Tutorial 4: Creating custom datasets#

MOABB provides several ways to integrate a custom dataset, depending on the format of your data:

  1. BaseDataset — for datasets with arbitrary file formats. Requires implementing data downloading and file reading.

  2. BaseBIDSDataset / LocalBIDSDataset — for datasets already provided in BIDS format. BaseBIDSDataset is used for online datasets (only the download step needs to be implemented); LocalBIDSDataset is used for local or private datasets with no subclassing required at all.

BIDS is the preferred format for new datasets in MOABB.

This tutorial illustrates both approaches.

(Raw records)
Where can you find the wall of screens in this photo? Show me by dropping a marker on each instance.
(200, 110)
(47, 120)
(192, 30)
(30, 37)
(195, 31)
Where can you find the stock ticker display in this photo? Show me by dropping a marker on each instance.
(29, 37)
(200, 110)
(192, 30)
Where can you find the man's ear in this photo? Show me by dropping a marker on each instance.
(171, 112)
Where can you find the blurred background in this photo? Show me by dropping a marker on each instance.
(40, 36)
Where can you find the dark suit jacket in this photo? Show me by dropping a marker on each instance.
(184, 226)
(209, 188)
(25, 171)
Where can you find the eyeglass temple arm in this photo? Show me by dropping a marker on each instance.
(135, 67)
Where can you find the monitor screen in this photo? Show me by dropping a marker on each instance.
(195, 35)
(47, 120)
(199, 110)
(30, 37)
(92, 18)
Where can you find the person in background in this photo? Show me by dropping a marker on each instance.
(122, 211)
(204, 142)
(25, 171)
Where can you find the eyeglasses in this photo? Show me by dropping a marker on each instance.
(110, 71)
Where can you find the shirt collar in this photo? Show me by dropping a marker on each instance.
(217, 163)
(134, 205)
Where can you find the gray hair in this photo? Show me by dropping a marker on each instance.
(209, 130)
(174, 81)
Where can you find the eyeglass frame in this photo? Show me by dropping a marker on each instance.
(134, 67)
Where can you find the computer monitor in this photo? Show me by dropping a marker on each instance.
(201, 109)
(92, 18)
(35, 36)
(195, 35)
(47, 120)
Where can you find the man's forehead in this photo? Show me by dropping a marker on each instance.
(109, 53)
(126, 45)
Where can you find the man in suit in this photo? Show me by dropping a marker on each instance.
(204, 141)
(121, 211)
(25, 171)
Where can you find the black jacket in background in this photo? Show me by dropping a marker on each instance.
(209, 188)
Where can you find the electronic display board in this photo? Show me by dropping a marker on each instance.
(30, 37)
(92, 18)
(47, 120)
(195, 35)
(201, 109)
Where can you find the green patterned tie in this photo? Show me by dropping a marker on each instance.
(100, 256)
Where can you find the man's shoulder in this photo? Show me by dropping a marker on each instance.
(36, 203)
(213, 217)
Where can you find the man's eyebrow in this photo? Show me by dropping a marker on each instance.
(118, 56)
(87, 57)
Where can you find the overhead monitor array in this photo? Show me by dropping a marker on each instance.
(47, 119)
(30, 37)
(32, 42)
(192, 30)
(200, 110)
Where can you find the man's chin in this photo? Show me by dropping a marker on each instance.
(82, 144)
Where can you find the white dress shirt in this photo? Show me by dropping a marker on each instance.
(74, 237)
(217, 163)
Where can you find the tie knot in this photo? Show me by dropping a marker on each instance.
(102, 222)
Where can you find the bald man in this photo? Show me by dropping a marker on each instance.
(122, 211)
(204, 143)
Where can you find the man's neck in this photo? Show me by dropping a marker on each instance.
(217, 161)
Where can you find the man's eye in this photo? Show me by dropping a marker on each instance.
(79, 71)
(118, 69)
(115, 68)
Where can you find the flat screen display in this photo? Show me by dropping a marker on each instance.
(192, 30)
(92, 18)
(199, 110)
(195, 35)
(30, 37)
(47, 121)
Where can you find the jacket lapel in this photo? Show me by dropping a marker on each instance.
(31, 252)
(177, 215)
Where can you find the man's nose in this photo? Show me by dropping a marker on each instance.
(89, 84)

Goal of the exercise => Translate this sentence from the MOABB tutorial into French: "BIDS is the preferred format for new datasets in MOABB." The entries are not needed here and can be left aside.

In response => BIDS est le format privilégié pour les nouveaux jeux de données dans MOABB.